ÜBUNGSAUFGABE :: Schreib alle Zeilen der folgenden Daten vollständig ab und verschiebe dabei jede Koordinate in Klammern, indem du zu beiden Zahlen 32 addierst.

§

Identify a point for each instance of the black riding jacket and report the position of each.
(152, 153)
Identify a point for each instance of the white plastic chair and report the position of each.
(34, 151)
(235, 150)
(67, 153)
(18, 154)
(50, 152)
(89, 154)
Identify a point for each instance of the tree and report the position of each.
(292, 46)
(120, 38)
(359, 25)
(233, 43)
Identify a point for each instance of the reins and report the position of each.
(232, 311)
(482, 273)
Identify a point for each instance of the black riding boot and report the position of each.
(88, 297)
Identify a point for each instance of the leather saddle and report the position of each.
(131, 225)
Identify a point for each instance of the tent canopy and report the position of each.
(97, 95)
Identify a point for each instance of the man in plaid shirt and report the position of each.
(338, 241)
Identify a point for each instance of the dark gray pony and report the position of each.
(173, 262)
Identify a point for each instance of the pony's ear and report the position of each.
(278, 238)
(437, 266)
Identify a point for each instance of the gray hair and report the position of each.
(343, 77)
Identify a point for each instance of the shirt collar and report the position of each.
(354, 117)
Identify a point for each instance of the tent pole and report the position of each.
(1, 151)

§

SCHRIFTLICHE ANTWORT ::
Identify a point for each instance of the black riding jacket and report the position of each.
(184, 185)
Identify a point for each instance of the white plastic chair and report the position of each.
(66, 183)
(267, 182)
(99, 185)
(50, 186)
(82, 184)
(121, 186)
Identify a point for each instance of the tree and report the position of each.
(324, 78)
(152, 70)
(391, 57)
(265, 75)
Identify a point for each instance of the reins and report the position of each.
(264, 343)
(514, 305)
Identify a point for each instance of the black riding boot and report the position of each.
(120, 329)
Identify a point for each instance of the leather saddle and report the position of each.
(163, 257)
Identify a point for each instance of the tent canopy and report the position of each.
(129, 127)
Identify a point for each instance of the man in plaid shirt and report the position of each.
(370, 273)
Identify a point for each instance of the dark gray pony and report the position of each.
(205, 294)
Identify a point for each instance of the pony's ear and report the position of each.
(310, 270)
(469, 298)
Identify a point for each instance of the gray hair and report the position of each.
(375, 109)
Identify a point for each instance of the shirt collar and report the position of each.
(386, 149)
Identify a point for each instance of the tent pole and report the position of each.
(33, 183)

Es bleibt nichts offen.